Of the lines below, reproduce exactly those from the line containing "Query: white building facade" to the end, including both the first and the last.

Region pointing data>
++++
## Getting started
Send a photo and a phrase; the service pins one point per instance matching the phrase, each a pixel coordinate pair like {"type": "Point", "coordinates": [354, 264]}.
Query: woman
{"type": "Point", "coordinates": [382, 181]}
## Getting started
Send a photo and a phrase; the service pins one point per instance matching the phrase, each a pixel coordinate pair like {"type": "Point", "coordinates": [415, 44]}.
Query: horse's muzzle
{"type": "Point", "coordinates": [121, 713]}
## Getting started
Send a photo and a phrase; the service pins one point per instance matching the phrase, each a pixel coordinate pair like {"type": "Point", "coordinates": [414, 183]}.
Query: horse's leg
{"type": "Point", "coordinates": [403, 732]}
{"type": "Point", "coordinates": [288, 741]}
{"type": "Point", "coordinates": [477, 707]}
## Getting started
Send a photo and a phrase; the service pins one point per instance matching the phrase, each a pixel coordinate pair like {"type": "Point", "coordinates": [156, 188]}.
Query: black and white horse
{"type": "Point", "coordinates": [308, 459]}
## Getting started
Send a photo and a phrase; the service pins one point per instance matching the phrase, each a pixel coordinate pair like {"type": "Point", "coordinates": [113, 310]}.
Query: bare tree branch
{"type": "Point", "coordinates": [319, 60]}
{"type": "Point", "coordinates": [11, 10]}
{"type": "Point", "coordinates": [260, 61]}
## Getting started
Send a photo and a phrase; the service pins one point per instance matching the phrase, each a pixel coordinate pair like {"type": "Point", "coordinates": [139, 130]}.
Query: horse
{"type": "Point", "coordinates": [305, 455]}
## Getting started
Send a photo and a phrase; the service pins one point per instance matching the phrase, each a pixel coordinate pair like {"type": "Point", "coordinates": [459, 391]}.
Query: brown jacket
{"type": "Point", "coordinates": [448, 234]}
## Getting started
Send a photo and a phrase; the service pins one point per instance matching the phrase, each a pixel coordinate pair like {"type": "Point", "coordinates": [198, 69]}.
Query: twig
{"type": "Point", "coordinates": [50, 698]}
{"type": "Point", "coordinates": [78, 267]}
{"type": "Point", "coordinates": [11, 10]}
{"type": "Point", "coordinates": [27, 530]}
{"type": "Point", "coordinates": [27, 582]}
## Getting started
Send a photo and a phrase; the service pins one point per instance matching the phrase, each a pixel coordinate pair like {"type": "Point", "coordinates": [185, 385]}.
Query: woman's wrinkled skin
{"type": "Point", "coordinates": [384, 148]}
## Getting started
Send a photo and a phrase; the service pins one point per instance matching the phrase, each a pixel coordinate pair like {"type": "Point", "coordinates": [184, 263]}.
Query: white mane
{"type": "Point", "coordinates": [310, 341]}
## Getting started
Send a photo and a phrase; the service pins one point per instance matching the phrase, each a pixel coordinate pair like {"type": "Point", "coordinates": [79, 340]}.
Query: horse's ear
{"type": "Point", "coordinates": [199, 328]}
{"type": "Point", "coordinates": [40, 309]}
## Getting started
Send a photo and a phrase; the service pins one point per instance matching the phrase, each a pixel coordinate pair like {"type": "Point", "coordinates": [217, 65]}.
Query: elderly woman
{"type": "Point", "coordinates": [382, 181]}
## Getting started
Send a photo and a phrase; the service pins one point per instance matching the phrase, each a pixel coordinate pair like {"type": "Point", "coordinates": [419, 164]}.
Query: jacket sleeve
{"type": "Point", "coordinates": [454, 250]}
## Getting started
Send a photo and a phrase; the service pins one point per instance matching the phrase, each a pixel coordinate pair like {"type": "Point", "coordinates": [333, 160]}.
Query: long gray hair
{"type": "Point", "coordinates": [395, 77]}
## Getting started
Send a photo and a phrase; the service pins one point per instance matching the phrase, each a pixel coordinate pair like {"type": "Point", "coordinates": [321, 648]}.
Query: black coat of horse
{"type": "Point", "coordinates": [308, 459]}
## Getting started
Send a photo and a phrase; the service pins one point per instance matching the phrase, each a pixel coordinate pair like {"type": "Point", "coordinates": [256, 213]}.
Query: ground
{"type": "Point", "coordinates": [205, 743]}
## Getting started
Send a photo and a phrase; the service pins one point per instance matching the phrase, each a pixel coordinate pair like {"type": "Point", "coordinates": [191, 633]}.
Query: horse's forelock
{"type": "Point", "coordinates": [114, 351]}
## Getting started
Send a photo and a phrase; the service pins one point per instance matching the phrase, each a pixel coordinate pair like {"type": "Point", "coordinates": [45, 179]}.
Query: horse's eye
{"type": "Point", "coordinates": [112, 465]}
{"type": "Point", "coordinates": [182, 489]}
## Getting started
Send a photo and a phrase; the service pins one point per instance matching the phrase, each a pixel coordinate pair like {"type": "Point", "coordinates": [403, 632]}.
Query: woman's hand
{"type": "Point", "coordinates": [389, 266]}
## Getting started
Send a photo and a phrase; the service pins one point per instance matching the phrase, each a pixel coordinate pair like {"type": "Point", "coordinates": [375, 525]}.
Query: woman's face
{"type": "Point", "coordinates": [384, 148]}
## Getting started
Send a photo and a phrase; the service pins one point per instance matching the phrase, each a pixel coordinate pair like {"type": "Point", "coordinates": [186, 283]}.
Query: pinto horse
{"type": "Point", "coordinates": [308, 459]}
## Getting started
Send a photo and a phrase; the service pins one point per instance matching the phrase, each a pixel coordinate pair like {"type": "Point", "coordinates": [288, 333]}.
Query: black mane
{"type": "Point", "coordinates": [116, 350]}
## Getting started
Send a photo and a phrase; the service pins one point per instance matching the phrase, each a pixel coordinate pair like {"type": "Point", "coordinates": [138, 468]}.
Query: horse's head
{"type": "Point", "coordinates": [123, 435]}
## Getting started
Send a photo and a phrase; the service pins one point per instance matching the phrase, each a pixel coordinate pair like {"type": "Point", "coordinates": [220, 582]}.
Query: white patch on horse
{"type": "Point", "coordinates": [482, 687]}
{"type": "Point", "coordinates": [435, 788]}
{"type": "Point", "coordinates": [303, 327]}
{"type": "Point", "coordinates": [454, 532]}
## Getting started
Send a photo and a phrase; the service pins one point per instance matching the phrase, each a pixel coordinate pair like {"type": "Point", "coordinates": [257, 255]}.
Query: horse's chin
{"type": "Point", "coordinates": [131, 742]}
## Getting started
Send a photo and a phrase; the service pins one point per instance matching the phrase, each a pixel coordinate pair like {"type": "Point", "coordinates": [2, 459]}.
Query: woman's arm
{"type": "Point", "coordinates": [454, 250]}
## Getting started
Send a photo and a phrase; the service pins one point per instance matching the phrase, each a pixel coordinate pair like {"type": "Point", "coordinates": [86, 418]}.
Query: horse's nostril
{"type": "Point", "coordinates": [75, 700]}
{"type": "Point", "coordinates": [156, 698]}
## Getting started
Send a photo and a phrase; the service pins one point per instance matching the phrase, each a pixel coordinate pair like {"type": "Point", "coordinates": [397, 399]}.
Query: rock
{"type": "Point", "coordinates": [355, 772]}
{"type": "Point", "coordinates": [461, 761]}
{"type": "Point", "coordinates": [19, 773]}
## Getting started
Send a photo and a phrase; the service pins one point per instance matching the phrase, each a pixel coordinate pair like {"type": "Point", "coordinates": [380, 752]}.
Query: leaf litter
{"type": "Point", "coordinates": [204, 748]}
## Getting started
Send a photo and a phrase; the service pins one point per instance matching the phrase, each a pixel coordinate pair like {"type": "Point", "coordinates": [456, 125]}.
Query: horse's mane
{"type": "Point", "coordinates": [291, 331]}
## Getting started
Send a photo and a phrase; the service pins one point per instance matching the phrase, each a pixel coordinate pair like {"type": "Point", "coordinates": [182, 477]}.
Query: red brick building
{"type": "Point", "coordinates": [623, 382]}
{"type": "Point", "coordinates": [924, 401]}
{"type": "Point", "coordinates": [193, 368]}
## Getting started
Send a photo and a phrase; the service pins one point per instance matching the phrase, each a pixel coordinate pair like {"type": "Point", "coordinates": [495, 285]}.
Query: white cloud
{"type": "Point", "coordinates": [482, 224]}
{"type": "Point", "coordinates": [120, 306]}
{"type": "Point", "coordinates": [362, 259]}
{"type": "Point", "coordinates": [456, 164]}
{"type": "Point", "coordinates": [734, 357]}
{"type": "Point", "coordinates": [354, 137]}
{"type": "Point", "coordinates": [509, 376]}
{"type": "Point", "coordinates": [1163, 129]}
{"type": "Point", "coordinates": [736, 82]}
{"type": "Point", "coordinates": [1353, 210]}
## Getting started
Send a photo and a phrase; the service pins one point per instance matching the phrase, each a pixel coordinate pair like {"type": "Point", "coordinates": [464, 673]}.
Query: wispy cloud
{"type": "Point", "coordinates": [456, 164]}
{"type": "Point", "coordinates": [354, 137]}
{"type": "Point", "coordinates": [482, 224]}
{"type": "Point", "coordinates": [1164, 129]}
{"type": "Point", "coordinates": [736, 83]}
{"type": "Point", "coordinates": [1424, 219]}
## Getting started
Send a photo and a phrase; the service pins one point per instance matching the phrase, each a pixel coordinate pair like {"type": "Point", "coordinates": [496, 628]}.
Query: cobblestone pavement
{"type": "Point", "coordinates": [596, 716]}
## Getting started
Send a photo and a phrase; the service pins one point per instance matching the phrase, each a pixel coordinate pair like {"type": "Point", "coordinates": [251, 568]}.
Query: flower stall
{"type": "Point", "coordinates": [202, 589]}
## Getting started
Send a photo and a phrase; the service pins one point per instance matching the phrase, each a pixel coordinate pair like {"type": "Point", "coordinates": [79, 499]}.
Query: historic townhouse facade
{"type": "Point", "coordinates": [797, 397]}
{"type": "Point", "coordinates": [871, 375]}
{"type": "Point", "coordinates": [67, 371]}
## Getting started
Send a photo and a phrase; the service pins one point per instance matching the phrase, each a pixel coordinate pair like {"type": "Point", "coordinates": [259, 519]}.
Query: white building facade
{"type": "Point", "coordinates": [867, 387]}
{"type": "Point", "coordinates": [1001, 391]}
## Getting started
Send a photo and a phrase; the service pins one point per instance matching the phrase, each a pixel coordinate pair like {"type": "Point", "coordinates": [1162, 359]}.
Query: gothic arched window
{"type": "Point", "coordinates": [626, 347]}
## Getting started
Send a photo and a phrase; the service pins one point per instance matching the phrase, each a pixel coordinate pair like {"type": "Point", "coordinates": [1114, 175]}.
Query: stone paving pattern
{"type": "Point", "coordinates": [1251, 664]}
++++
Exercise answer>
Query: white building facade
{"type": "Point", "coordinates": [867, 387]}
{"type": "Point", "coordinates": [1001, 391]}
## Getting started
Send a photo and a phrase; the service pins one point per instance matching the phrase, each a pixel coordinate pair like {"type": "Point", "coordinates": [1162, 359]}.
Query: gothic arched window
{"type": "Point", "coordinates": [626, 347]}
## Getting started
Send a photo and a phrase; the service pins one point per instance matching the phrase, each a pixel coordinate pair like {"type": "Point", "coordinates": [1114, 175]}.
Query: stone paving pattern
{"type": "Point", "coordinates": [1251, 664]}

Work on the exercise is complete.